- THE TASK -
Please print, exactly, only the lines in the entries below from the line that has "-- sample [91,8]." through the line that has "-- sample [819,493].". Pictures don't go in.

- DATA IN THIS EXERCISE -
◆ ◆ ◆

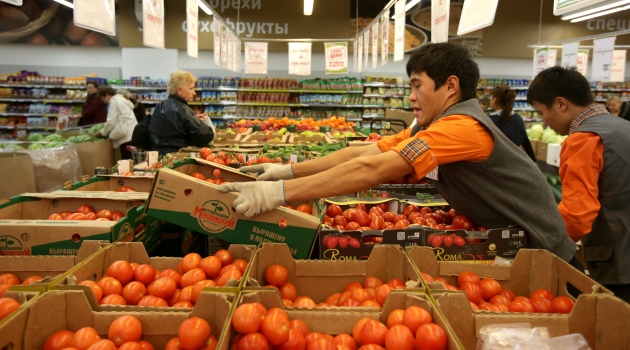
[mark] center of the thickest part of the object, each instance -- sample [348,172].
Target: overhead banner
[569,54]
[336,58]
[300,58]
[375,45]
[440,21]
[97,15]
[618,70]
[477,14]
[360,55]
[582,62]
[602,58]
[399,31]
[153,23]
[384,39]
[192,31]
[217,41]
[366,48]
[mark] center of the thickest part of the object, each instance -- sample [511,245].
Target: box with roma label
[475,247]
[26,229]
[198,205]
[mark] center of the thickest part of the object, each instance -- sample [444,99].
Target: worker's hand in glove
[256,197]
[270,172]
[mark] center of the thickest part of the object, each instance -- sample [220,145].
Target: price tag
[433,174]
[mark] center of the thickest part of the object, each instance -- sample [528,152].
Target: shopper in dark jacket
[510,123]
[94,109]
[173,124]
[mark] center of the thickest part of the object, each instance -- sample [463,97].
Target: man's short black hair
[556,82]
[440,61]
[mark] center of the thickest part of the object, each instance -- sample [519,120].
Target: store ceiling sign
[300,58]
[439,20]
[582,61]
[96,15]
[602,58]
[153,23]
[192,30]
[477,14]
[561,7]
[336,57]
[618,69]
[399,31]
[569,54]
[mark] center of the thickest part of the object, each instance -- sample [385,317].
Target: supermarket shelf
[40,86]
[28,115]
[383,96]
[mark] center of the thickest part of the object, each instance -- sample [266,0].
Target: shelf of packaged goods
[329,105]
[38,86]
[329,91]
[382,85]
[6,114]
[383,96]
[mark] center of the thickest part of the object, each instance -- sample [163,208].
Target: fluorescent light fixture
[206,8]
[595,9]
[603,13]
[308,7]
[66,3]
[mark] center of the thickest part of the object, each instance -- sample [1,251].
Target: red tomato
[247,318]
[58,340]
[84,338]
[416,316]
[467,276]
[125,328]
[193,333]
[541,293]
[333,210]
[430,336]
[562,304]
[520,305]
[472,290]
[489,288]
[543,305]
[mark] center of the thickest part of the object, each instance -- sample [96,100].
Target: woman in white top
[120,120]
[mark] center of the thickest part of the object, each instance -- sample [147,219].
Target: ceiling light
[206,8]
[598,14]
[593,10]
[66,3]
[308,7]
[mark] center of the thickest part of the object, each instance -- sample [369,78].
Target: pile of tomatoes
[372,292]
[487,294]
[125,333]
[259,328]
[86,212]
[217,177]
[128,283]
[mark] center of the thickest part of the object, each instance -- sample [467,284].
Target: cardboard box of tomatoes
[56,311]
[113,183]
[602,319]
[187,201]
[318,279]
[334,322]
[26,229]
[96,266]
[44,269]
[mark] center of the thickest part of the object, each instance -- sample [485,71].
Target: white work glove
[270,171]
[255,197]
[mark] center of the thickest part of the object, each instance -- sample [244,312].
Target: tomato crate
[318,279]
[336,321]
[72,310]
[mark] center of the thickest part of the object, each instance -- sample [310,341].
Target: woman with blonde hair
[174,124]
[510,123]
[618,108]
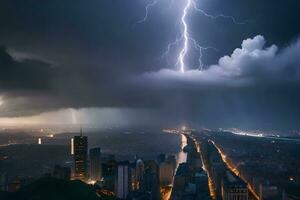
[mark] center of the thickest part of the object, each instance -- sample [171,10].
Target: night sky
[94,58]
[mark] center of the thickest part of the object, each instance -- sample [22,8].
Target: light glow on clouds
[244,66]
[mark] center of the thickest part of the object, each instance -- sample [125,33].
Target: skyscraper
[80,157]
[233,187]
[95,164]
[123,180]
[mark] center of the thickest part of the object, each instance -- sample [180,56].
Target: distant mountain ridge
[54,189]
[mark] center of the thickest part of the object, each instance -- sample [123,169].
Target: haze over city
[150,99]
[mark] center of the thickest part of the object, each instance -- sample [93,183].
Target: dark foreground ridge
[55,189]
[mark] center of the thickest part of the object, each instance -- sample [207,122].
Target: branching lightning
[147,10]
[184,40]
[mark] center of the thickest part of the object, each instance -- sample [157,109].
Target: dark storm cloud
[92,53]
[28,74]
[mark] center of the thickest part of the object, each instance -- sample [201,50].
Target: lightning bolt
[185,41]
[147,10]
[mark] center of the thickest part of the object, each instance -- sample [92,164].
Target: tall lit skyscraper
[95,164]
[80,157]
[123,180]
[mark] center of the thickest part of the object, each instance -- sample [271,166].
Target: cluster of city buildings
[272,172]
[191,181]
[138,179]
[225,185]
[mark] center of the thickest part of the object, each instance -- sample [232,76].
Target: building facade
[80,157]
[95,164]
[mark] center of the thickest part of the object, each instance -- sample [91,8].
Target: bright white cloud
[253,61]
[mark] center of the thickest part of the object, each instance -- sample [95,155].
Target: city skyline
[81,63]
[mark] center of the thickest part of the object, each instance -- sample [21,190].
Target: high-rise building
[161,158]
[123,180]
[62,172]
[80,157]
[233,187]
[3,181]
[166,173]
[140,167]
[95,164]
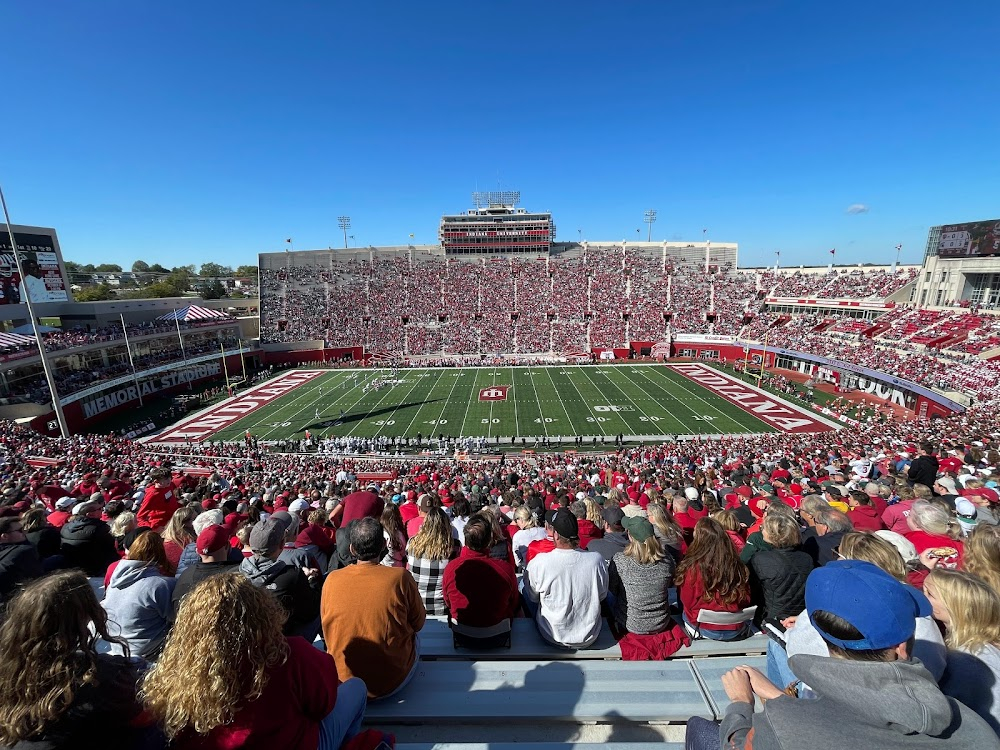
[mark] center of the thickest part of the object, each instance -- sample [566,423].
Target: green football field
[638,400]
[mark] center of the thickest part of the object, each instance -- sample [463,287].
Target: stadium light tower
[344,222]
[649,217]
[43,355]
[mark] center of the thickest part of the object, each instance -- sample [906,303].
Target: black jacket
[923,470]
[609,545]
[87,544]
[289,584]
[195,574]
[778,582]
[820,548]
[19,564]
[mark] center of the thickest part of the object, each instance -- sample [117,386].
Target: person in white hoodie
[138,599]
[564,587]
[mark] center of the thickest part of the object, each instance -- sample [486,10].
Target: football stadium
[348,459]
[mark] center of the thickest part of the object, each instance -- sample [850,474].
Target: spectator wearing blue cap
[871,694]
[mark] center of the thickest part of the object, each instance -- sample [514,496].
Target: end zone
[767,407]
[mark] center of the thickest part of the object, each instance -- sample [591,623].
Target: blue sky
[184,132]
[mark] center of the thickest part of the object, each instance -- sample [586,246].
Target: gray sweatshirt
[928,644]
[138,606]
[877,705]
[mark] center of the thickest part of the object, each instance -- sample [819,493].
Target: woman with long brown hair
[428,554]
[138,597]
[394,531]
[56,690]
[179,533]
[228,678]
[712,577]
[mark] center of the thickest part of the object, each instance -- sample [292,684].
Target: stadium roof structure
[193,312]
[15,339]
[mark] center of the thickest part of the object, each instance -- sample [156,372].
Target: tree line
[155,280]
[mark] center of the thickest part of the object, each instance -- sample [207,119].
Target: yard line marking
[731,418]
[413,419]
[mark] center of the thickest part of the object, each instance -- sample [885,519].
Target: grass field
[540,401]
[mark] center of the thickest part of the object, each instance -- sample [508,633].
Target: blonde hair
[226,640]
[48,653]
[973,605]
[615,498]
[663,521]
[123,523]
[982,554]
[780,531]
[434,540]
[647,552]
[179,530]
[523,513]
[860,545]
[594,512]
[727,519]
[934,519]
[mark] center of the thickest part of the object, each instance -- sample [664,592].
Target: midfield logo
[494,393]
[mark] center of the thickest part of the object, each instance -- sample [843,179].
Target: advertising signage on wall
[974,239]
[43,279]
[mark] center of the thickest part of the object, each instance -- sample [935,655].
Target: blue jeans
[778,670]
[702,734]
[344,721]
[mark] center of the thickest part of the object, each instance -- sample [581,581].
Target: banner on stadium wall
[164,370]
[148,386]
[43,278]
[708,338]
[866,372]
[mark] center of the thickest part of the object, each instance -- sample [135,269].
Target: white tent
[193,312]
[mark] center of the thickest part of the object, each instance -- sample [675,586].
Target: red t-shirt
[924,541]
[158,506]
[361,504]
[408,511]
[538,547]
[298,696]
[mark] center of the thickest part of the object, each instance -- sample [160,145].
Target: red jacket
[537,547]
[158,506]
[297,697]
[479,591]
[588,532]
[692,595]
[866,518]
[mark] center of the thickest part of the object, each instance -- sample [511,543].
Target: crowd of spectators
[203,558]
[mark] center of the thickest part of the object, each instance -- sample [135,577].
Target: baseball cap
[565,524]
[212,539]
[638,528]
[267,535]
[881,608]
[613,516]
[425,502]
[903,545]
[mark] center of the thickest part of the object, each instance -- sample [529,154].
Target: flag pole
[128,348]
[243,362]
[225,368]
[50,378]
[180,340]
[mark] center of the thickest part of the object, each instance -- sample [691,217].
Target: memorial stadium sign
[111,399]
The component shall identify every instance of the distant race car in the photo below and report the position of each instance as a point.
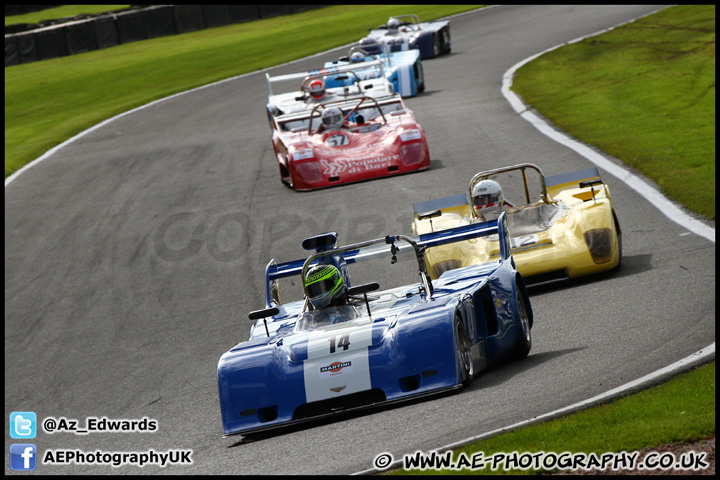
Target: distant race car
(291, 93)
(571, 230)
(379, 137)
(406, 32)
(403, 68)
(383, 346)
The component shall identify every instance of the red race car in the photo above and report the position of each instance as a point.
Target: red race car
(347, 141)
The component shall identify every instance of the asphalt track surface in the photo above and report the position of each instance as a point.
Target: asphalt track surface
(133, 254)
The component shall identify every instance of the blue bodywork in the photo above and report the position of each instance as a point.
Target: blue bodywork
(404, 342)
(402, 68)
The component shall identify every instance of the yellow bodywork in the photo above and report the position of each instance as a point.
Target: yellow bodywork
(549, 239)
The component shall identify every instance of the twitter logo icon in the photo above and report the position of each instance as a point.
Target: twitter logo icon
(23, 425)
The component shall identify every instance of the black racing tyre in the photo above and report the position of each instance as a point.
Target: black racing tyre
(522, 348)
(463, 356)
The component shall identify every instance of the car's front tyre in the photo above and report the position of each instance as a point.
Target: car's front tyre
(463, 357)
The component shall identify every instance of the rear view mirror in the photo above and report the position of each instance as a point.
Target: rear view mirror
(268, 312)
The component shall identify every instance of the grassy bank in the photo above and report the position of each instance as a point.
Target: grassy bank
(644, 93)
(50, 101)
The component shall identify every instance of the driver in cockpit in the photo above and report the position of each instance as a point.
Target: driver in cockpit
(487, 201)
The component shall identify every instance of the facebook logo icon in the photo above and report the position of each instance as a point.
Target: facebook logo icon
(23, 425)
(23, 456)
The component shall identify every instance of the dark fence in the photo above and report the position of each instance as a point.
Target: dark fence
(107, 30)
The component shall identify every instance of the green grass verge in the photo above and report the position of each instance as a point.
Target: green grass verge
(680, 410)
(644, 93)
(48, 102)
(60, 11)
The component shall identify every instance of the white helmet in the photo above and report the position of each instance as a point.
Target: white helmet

◆ ◆ ◆

- WRITTEN SOLUTION -
[mark] center of the thickest part of the object, each instance -- sample [91,8].
Target: bright white cloud
[253,61]
[mark] center of the thickest part of the object, each instance -- sample [95,155].
Target: city skyline
[81,63]
[mark] center of the thickest part of the object, each instance -- sample [21,190].
Target: high-rise building
[161,158]
[123,180]
[62,172]
[80,157]
[233,187]
[3,181]
[166,173]
[140,167]
[95,164]
[mark] center of the thickest part of the object, each instance -- sample [566,423].
Target: green football field
[638,400]
[mark] center of the thickest part of the object, each instance -- sample [463,287].
Target: stadium light tower
[344,222]
[649,217]
[43,355]
[mark] center of the thickest part of the object, each instance -- sample [906,303].
Target: black jacket
[923,470]
[609,545]
[87,544]
[289,584]
[195,574]
[778,582]
[820,548]
[19,564]
[mark] center of the thickest part of the object, each instance -- sample [117,386].
Target: person in white hoodie
[138,599]
[564,587]
[mark] center of the thickest part of the object, each instance -- sample [486,10].
Target: football stadium
[348,459]
[mark] center of the thickest part of the object, each instance -- sample [850,474].
Target: spectator wearing blue cap
[871,694]
[mark] center of the thickest part of the object, each instance -- sample [514,496].
Target: end zone
[767,407]
[mark] center of the thickest part of the object, each instance -- sample [591,623].
Target: blue sky
[184,132]
[mark] center of the thickest part of the object, each instance -- sample [586,246].
Target: gray sweatshirt
[928,644]
[138,606]
[877,705]
[mark] center of the thickest part of the object, each instance -- sample [819,493].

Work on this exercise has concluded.